▸ SOURCE MATERIAL:
===

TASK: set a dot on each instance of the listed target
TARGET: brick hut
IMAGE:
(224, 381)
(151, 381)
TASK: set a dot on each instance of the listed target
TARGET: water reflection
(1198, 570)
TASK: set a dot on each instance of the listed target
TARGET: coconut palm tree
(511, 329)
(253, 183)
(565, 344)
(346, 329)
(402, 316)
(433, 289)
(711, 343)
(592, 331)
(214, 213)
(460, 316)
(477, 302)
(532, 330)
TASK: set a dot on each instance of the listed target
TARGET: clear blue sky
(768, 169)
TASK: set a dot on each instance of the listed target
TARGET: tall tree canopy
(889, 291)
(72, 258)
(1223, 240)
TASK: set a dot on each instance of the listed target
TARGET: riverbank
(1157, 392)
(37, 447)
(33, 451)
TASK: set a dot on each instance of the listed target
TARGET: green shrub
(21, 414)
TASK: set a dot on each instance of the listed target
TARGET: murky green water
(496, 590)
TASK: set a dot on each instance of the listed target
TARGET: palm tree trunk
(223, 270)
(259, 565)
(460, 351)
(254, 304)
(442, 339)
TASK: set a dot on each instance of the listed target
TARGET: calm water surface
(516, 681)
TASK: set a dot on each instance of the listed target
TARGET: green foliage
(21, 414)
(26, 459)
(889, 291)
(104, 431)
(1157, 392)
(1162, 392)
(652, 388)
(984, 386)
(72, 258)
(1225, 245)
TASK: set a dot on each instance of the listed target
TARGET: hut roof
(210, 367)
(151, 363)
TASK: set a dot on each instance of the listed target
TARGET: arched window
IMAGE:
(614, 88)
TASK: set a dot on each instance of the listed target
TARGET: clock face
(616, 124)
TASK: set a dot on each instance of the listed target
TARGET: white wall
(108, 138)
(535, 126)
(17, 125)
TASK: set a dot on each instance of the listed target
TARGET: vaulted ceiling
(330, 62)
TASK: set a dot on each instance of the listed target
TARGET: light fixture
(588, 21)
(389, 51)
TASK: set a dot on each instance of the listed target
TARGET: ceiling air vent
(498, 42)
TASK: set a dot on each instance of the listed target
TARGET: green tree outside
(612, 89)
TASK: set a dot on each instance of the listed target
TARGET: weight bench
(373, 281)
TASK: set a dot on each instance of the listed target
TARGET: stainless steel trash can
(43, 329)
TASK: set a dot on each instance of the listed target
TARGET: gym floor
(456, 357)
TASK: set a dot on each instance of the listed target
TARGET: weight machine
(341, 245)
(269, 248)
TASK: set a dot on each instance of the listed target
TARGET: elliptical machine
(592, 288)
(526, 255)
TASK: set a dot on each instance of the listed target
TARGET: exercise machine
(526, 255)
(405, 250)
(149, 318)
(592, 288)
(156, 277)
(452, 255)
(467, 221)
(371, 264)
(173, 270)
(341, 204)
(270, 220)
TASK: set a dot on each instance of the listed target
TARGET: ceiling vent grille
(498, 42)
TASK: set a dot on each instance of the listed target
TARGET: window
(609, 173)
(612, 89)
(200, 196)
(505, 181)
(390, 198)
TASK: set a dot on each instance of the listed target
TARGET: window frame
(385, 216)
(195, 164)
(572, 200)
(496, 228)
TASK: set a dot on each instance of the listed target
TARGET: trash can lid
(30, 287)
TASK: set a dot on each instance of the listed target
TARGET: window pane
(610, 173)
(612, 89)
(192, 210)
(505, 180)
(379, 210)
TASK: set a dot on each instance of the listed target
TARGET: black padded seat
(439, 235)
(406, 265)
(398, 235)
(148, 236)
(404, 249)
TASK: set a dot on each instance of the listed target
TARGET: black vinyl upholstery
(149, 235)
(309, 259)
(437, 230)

===

▸ WHAT IS REQUIRED:
The line with "TARGET: black padded seat" and all the lines after it in the records above are to be output exactly, with nothing added.

▸ RESULT OF THE EXERCISE:
TARGET: black padded seat
(439, 235)
(406, 265)
(398, 235)
(148, 236)
(404, 249)
TASK: set a dot on each instance of the listed target
TARGET: black vinyl upholstery
(149, 235)
(309, 259)
(437, 230)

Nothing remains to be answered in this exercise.